▸ **Exercise goal**
Return, unchanged, the part of the material that opens with the line containing "the seal's rear" and closes with the final line of the material, both ends included.
** begin Provided data **
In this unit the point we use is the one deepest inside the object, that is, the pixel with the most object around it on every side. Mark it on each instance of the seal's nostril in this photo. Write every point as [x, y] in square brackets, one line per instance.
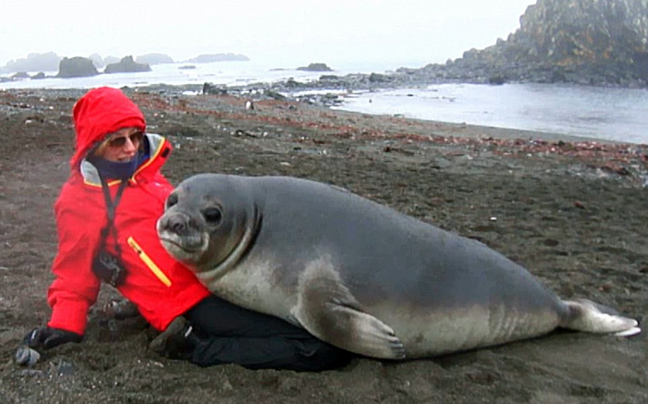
[177, 225]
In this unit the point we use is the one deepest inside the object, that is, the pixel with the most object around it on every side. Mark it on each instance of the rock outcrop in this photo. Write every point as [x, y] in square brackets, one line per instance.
[316, 67]
[76, 67]
[127, 65]
[600, 42]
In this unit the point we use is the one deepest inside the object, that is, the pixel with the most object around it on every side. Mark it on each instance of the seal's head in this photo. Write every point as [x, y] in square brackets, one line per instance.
[208, 222]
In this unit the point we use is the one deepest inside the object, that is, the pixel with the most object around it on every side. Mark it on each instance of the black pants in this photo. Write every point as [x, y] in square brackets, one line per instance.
[232, 334]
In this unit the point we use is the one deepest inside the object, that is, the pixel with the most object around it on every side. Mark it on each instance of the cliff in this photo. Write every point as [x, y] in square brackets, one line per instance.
[601, 42]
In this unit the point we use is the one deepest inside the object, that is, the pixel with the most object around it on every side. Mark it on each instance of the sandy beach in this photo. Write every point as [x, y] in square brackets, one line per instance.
[573, 211]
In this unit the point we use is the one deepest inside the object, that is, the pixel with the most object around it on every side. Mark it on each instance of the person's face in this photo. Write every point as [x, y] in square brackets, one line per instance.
[120, 146]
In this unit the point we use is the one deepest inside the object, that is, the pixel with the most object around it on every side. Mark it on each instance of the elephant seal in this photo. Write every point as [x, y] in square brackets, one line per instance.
[357, 274]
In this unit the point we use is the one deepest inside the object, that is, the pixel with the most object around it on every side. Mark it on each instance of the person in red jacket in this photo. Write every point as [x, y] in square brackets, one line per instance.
[106, 218]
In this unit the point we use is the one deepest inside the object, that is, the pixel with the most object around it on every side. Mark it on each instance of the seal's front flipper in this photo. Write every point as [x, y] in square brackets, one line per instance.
[328, 310]
[350, 328]
[588, 316]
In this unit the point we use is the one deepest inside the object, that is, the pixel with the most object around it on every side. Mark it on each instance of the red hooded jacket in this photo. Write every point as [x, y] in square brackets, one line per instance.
[161, 287]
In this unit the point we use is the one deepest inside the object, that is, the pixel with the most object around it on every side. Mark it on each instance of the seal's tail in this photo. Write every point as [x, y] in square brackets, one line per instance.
[588, 316]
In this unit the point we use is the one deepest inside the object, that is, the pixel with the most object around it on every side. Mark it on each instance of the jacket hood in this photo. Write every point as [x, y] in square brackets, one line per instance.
[99, 112]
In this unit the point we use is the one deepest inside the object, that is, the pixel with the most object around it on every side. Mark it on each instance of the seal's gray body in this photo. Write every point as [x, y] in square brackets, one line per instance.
[354, 273]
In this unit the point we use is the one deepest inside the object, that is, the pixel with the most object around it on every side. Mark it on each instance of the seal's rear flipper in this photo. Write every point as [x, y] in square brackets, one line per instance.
[584, 315]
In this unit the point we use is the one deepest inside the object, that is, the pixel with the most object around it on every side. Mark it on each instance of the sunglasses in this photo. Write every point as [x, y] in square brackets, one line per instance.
[135, 138]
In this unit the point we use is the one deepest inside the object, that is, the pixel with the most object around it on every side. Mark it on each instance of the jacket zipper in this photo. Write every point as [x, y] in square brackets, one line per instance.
[149, 262]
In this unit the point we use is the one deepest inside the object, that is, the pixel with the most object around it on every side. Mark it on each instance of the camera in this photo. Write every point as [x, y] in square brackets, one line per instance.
[109, 268]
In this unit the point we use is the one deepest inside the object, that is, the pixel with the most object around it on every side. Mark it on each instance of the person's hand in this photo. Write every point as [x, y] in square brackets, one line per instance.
[48, 337]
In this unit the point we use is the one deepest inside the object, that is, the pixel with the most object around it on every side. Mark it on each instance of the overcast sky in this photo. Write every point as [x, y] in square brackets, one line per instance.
[405, 32]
** end Provided data **
▸ **Response to this exercise**
In this unit the point we use is the one deepest inside the object, that is, the pixel with the most object around it on every side. Mark it on each instance of the seal's rear flipper in this photo. Write every point as [x, y] in square brackets, one line per instance.
[584, 315]
In this unit the point we use is the one deepest inside the object, that is, the pixel with the most object around it on every side. Mark it on each instance of the sunglasses in this photo. Write every point as [x, y] in square brackets, one line per instance.
[135, 138]
In this unit the point we use is the one deepest inside the object, that is, the pixel with the most object around it on every side. Mark it on each instance of the jacket zipper in this photo. Write every point as [x, y] in square brackets, one line per instance.
[149, 262]
In this unit the point we use is the one deepest inside the object, that is, the pixel with the most object around it on every side. Mark it on each instance of the camera in this photo. Write every point as [x, y] in square brackets, one line per instance.
[109, 268]
In this unit the point we use is the one deepest inside the object, that is, the pixel with the most object around it on every side. Mark it on each instance of the person's hand in this photo. Write every point as [x, y] in square brackets, one line per instance.
[48, 337]
In this unit the point we use is the one deepest inside the object, that is, the pixel with the most object around it on every side. Mark it on each instance of the overcast sky in this photo. Write every point as [x, y] in square brackets, one line per instance.
[405, 32]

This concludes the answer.